BRIEF: Below are some records. Return exactly the lines from the one with "Put a dot on every instance of the person walking" to the one with "Put a dot on every instance of the overcast", and nothing else.

EXERCISE MATERIALS:
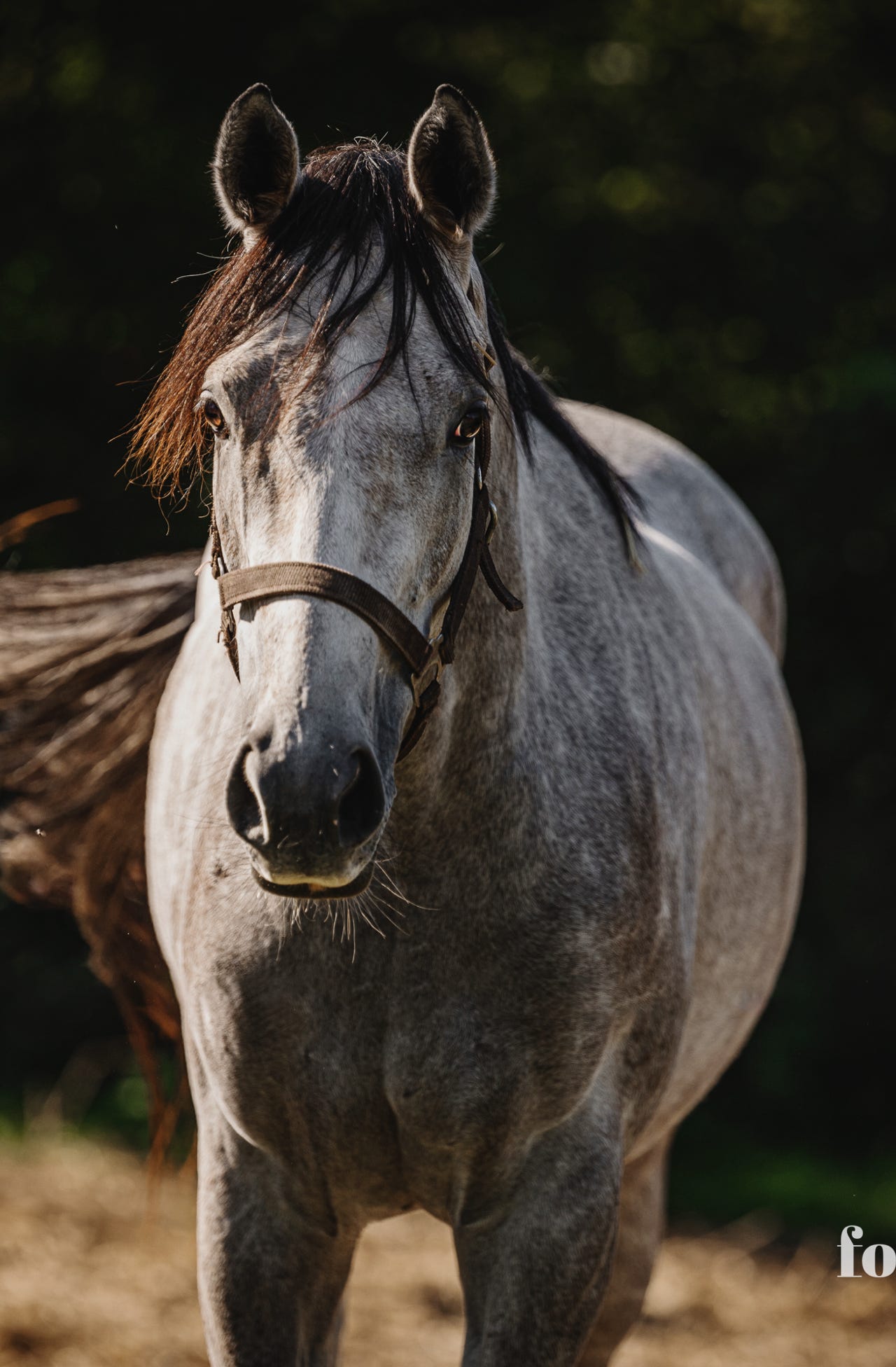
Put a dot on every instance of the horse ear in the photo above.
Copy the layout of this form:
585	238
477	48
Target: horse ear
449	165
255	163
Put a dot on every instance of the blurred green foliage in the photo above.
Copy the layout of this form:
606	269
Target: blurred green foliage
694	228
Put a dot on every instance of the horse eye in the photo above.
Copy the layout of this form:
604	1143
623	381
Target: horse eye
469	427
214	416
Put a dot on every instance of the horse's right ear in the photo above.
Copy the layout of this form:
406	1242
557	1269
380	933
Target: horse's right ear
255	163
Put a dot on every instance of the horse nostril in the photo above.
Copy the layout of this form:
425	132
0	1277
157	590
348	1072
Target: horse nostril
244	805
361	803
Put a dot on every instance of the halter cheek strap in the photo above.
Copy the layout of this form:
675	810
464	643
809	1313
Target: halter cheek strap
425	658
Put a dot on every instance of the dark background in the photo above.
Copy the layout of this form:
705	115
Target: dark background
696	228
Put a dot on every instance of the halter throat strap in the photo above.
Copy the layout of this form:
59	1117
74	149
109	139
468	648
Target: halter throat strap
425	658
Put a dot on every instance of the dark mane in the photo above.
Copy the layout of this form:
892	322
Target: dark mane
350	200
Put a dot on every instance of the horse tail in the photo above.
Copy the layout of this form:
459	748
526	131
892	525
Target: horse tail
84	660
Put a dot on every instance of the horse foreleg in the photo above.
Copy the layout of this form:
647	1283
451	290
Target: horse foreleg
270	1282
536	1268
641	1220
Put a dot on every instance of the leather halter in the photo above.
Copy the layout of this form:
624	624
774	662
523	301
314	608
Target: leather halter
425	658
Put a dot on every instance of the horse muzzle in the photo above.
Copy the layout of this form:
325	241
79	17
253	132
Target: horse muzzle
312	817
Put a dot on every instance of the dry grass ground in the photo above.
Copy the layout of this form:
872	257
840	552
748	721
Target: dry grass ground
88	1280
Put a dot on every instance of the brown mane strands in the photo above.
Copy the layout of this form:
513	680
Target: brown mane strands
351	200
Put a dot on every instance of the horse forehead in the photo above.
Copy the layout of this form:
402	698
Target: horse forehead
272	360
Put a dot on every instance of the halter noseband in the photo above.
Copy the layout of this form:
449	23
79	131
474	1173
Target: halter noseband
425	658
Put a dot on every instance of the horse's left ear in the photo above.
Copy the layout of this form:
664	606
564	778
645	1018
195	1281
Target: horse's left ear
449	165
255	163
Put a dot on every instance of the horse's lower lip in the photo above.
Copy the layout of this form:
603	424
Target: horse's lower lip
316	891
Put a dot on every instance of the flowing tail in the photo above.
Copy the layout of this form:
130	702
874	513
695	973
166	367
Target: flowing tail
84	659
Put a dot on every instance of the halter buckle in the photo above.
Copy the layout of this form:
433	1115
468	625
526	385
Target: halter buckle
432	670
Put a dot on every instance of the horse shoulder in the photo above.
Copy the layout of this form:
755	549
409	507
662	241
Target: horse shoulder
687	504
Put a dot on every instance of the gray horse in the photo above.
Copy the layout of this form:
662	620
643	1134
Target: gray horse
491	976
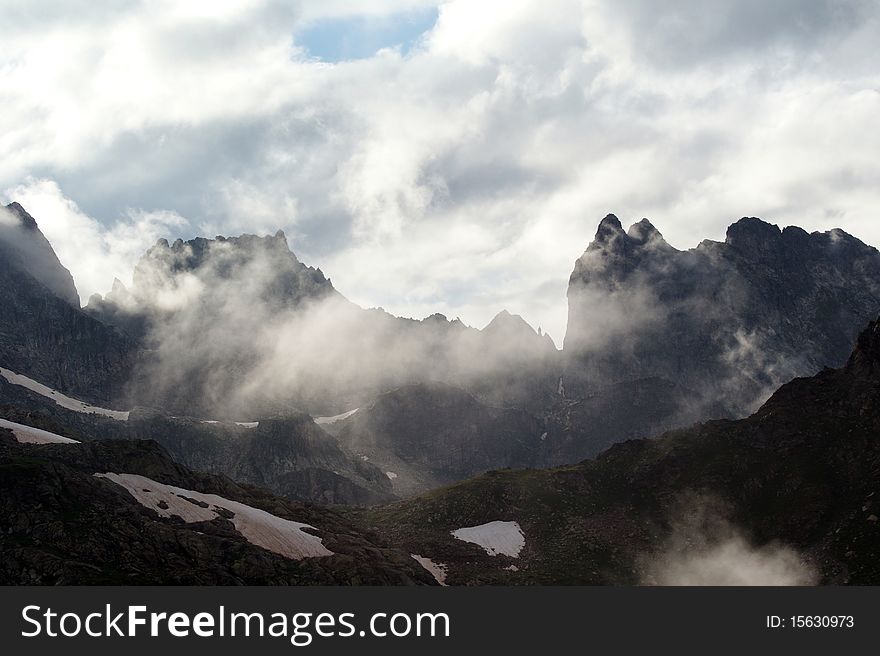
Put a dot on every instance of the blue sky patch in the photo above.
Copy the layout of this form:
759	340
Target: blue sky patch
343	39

* * *

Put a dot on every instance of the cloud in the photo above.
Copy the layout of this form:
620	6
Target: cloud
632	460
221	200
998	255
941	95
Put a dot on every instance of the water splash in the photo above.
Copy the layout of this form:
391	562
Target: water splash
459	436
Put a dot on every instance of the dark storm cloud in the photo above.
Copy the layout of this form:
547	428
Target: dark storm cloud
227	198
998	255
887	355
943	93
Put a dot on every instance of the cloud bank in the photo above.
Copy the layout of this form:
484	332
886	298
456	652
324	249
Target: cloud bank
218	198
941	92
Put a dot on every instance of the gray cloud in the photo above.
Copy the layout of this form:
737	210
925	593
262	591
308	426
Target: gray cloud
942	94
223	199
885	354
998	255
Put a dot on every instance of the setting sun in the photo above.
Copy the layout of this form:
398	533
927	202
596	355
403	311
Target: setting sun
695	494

* * *

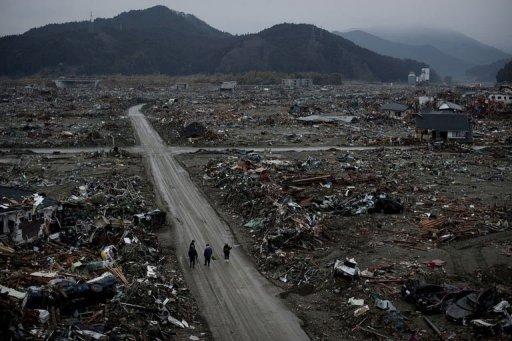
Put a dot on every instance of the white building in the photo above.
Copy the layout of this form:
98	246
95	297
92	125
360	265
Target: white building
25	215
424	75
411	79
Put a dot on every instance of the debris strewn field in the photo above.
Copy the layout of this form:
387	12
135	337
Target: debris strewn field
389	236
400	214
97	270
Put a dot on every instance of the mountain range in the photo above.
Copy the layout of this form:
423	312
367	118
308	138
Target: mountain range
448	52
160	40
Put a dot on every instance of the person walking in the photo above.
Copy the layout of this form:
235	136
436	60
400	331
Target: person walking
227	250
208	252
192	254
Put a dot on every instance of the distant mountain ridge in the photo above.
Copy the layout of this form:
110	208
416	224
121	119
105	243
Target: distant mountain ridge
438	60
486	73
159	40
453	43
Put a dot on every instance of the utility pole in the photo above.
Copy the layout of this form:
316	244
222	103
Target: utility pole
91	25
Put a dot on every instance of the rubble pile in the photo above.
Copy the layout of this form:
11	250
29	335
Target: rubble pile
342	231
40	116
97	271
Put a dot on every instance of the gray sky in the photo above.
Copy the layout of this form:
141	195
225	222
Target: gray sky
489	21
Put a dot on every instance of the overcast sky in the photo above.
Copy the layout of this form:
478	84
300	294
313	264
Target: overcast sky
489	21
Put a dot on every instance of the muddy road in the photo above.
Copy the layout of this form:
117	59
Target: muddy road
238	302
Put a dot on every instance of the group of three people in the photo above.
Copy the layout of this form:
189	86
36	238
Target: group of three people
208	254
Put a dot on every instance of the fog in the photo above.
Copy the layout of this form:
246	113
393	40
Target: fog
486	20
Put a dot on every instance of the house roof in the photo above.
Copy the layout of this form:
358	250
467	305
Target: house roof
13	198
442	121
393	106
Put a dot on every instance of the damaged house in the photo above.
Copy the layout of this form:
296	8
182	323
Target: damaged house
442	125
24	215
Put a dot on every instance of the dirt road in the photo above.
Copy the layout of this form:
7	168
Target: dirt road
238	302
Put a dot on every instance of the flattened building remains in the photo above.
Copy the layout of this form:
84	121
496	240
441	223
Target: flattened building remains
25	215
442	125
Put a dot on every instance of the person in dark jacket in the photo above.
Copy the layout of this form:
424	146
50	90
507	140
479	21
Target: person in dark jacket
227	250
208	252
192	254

OUTPUT FOR THIS EXERCISE:
Put a dot on every instance of the person walking in the photo above.
Copy the layout of this form:
235	136
436	60
400	331
Target: person walking
227	250
208	252
192	254
Put a dot on every instance of the distant mountain ridge in the photo above.
Copy the layout of this form:
110	208
416	224
121	119
105	243
Target: distant mountain ridge
438	60
486	73
159	40
453	43
Put a dot on every instance of the utility pole in the photo above.
Copy the layout of this form:
316	244
222	103
Target: utility pole
91	25
Put a dot on every instance of the rubble pile in the photo above.
Copy the layout of this form:
11	250
29	335
Target: rubble pile
342	231
40	116
97	271
Put a dot on every instance of the gray sky in the photo above.
Copy the layout of this form:
141	195
225	222
Target: gray sky
489	21
Put a dot on every instance of the overcast sky in the photo above.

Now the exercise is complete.